> Task requirements:
Please quote only the lines that start at the one with "Objective — one point per instance of the wooden door" and go on to the last line of the data, both ends kept.

> Data for this task:
· · · · · · ·
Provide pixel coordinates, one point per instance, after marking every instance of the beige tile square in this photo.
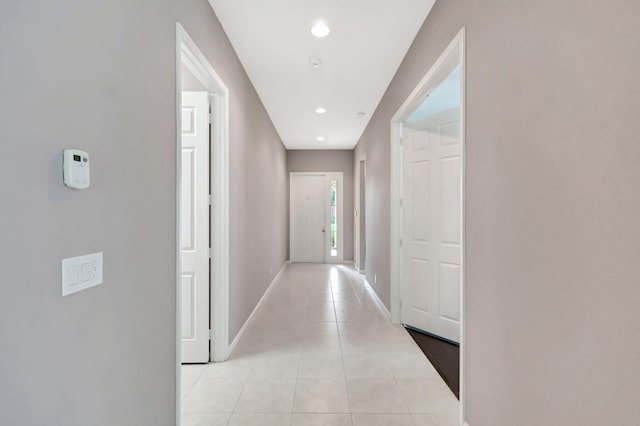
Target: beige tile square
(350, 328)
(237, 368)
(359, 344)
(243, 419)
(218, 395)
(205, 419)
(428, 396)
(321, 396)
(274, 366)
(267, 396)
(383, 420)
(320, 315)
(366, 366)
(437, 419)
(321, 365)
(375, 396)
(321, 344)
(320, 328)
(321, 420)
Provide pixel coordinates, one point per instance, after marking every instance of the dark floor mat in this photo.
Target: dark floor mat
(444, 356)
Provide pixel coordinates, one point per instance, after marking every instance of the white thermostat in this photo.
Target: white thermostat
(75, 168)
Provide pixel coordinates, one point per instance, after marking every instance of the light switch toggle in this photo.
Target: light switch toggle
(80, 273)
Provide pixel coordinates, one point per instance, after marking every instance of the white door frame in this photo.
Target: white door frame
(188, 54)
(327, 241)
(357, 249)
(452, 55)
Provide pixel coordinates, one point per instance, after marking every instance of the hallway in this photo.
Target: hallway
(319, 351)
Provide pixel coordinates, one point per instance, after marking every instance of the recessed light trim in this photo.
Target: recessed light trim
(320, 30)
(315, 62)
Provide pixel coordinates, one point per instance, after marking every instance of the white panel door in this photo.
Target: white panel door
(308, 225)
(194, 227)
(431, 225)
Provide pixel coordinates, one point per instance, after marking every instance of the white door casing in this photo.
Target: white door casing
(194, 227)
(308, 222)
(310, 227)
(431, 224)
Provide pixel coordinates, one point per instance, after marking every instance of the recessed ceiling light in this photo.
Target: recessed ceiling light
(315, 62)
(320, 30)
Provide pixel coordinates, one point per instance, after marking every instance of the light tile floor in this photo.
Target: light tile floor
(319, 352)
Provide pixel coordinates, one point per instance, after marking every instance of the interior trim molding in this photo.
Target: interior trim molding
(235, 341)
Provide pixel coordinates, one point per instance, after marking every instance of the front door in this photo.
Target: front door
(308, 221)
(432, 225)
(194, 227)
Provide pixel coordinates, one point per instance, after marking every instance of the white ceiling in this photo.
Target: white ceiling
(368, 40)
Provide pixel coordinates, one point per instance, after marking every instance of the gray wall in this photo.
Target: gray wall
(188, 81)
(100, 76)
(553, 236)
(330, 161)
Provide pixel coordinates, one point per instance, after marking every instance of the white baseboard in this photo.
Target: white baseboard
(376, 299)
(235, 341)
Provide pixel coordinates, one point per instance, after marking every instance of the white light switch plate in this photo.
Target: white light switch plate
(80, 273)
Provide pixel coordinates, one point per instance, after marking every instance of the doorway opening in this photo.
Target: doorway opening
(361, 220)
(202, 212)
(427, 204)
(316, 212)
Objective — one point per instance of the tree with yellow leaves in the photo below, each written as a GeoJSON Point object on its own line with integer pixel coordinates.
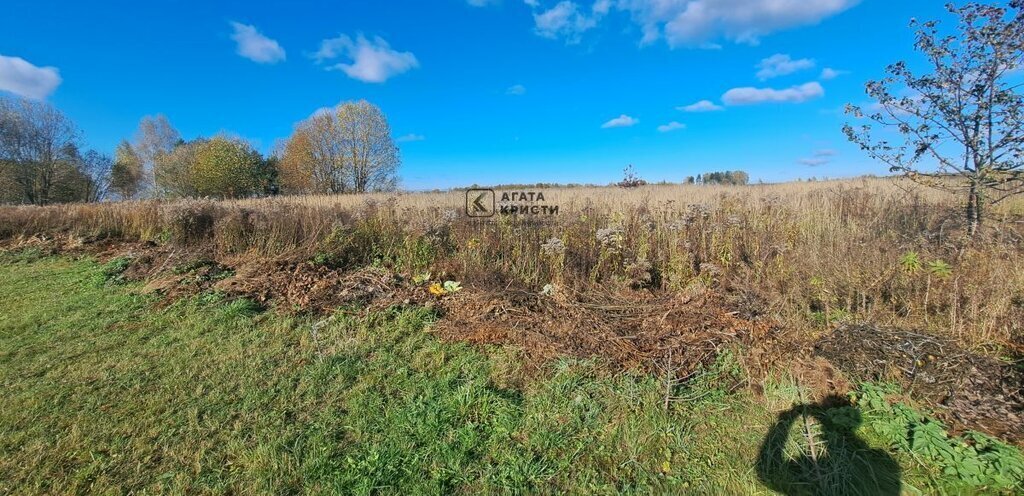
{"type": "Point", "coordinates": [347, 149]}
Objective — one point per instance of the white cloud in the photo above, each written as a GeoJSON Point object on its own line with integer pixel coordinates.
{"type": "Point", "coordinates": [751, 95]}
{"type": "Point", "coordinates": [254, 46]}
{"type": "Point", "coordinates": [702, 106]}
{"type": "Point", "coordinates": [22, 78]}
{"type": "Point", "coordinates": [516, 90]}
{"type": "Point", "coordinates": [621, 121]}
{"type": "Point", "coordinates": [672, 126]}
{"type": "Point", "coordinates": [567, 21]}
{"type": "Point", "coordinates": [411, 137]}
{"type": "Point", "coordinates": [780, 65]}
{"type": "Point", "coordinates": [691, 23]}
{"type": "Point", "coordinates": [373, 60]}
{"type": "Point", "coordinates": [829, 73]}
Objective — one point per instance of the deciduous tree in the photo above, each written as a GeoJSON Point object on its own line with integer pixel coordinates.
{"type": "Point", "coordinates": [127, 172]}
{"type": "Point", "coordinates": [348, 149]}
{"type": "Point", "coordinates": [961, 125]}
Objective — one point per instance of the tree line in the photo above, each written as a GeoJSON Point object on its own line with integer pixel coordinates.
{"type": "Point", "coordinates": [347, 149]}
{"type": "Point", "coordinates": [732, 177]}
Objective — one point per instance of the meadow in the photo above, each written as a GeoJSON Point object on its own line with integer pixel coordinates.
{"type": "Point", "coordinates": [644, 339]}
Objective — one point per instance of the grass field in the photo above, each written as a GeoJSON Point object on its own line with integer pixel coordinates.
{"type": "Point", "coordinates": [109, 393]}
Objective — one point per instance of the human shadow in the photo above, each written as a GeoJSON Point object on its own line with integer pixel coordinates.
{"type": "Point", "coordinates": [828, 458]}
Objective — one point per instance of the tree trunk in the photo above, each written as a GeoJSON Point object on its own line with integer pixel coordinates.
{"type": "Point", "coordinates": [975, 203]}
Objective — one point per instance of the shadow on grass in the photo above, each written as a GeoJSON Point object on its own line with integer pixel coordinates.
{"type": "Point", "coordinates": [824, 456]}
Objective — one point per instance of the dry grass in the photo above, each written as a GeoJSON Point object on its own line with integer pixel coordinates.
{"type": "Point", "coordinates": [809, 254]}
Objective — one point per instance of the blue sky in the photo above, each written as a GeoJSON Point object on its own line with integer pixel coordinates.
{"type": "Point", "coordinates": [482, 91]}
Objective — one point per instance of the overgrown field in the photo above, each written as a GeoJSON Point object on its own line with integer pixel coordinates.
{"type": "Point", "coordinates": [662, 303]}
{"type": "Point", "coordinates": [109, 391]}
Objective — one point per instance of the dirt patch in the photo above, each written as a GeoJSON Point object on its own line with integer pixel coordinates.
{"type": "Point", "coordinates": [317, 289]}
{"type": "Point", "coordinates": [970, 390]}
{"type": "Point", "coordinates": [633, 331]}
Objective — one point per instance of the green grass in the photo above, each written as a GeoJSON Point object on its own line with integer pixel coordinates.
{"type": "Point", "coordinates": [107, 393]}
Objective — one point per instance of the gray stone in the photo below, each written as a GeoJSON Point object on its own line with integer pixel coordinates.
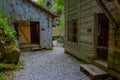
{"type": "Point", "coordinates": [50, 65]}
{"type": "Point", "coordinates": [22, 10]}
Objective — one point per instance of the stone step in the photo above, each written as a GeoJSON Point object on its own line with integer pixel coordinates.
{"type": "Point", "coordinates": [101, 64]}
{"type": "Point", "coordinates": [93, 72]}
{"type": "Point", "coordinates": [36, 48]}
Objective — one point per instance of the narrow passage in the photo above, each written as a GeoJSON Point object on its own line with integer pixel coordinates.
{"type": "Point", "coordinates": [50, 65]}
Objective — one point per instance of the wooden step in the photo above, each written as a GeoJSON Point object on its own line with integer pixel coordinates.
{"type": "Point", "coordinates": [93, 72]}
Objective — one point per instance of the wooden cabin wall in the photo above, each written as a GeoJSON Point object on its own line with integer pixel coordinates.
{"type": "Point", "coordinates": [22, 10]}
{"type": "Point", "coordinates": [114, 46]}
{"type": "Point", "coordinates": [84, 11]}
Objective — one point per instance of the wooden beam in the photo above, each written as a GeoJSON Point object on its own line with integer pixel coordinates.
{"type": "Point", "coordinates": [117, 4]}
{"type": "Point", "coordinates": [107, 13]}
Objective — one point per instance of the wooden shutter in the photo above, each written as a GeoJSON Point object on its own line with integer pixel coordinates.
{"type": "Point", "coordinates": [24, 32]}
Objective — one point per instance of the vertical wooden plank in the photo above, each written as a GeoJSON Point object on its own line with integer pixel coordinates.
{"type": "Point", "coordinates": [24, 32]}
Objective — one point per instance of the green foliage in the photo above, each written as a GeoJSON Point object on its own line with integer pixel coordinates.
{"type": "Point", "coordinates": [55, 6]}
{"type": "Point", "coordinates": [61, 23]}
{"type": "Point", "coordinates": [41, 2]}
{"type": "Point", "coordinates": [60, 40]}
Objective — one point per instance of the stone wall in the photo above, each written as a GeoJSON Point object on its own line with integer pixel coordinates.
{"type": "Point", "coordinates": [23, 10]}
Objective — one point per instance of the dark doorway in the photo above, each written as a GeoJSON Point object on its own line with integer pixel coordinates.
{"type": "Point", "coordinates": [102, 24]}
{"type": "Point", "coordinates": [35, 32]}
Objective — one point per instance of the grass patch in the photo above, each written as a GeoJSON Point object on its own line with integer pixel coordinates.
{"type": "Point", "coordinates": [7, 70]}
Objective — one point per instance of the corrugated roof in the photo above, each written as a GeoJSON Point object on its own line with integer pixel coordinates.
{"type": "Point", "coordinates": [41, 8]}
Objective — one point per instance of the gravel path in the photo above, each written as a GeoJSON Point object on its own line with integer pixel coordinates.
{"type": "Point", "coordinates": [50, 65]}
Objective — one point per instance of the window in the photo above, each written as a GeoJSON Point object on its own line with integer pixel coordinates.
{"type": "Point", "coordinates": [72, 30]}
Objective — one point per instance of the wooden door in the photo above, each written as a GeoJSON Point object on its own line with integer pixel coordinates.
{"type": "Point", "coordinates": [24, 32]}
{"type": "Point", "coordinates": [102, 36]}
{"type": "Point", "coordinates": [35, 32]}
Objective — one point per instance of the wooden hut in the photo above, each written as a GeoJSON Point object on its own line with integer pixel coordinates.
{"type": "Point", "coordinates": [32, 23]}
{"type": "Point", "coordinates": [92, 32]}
· · · · · · ·
> Answer in full:
Objective — one point per instance of the wooden door in the photo above, each written as a GeoJSON Point object on its own line with integer pixel coordinates.
{"type": "Point", "coordinates": [24, 32]}
{"type": "Point", "coordinates": [102, 36]}
{"type": "Point", "coordinates": [35, 32]}
Objective — one point per instance of the wooden hut in the photo above, each written as a GeoJSON Point object on its own line with integer pixel coordinates.
{"type": "Point", "coordinates": [32, 23]}
{"type": "Point", "coordinates": [92, 32]}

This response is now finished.